§ WORK ORDER: Every entry must appear in the answer exactly as written.

§ Natural-language object grounding data:
________

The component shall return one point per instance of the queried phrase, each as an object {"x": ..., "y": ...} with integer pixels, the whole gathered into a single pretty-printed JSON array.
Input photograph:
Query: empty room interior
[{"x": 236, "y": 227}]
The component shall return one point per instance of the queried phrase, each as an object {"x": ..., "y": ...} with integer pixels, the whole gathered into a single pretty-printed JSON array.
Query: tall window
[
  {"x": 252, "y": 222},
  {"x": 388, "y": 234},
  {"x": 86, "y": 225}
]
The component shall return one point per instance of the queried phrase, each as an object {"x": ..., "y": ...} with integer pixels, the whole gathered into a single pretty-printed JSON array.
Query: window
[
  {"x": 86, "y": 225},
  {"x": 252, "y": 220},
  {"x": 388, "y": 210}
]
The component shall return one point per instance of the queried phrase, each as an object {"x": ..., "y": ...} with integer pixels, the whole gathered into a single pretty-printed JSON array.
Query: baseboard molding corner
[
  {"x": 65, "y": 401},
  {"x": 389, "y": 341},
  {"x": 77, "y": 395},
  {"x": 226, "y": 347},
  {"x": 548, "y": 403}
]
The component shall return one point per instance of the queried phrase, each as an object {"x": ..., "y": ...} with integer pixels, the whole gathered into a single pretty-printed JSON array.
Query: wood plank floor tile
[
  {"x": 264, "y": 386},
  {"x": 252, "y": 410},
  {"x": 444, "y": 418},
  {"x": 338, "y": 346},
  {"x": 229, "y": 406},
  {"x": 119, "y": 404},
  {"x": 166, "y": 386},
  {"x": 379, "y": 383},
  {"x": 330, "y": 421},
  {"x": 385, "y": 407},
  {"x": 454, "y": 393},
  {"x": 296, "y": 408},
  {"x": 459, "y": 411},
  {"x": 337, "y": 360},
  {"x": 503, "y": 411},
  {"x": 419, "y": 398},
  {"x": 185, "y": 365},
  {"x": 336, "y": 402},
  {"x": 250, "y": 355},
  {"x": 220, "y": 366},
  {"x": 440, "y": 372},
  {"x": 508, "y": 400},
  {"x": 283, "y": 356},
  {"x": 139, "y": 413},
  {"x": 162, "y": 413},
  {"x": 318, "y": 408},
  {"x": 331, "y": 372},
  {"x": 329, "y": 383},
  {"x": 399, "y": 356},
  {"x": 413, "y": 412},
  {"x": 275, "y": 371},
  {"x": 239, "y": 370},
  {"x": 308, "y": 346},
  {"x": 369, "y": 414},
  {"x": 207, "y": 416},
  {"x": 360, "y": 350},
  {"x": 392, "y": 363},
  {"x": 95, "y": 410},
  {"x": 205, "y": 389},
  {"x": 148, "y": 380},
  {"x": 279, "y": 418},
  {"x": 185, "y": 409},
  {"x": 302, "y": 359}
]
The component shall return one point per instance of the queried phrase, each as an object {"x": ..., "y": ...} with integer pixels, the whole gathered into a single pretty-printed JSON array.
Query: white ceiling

________

§ RESPONSE TO THIS TASK:
The component shall return one point per instance of the queried phrase, each as an object {"x": ..., "y": ...} with integer pixels, the whole gathered into a single pretty-printed JSON array.
Input photograph:
Query: empty room interior
[{"x": 236, "y": 227}]
The component shall return one point per instance of the queried phrase, each as an object {"x": ..., "y": ...} with integer pixels, the whole gathered into a single pretty-printed JSON array.
Query: tall window
[
  {"x": 252, "y": 222},
  {"x": 388, "y": 234},
  {"x": 86, "y": 225}
]
The component shall return one point per instance of the queried phrase, each as an object {"x": ..., "y": ...} with integer pixels, the whole gathered into a single pretty-printed JSON array.
Query: window
[
  {"x": 86, "y": 225},
  {"x": 252, "y": 220},
  {"x": 388, "y": 210}
]
The component shall return one point per instance of the queried phrase, each as an object {"x": ..., "y": ...} with integer pixels, the whole gathered into a single pretty-printed JSON array.
Query: baseboard molding corner
[
  {"x": 65, "y": 401},
  {"x": 389, "y": 341},
  {"x": 77, "y": 395},
  {"x": 226, "y": 347},
  {"x": 548, "y": 403}
]
The component shall return one point per instance of the queried phrase, each as an object {"x": ..., "y": ...} with integer pixels, the whole gathered into a single pretty-printed JSON array.
Query: wood plank floor tile
[
  {"x": 264, "y": 386},
  {"x": 252, "y": 410},
  {"x": 444, "y": 418},
  {"x": 338, "y": 346},
  {"x": 229, "y": 406},
  {"x": 119, "y": 404},
  {"x": 166, "y": 386},
  {"x": 379, "y": 383},
  {"x": 330, "y": 421},
  {"x": 385, "y": 407},
  {"x": 454, "y": 393},
  {"x": 296, "y": 408},
  {"x": 459, "y": 411},
  {"x": 337, "y": 360},
  {"x": 503, "y": 411},
  {"x": 419, "y": 398},
  {"x": 185, "y": 365},
  {"x": 336, "y": 402},
  {"x": 250, "y": 355},
  {"x": 220, "y": 366},
  {"x": 440, "y": 372},
  {"x": 508, "y": 400},
  {"x": 283, "y": 356},
  {"x": 139, "y": 413},
  {"x": 162, "y": 413},
  {"x": 318, "y": 408},
  {"x": 331, "y": 372},
  {"x": 329, "y": 383},
  {"x": 399, "y": 356},
  {"x": 413, "y": 412},
  {"x": 275, "y": 371},
  {"x": 239, "y": 370},
  {"x": 308, "y": 346},
  {"x": 369, "y": 414},
  {"x": 207, "y": 416},
  {"x": 360, "y": 350},
  {"x": 392, "y": 363},
  {"x": 95, "y": 410},
  {"x": 205, "y": 389},
  {"x": 148, "y": 380},
  {"x": 279, "y": 418},
  {"x": 185, "y": 409},
  {"x": 302, "y": 359}
]
The component shall return one point per instance of the queried phrase, each as an object {"x": ..., "y": ...} with integer pixels, the whole gathered into a single pretty-printed JSON array.
Query: white ceiling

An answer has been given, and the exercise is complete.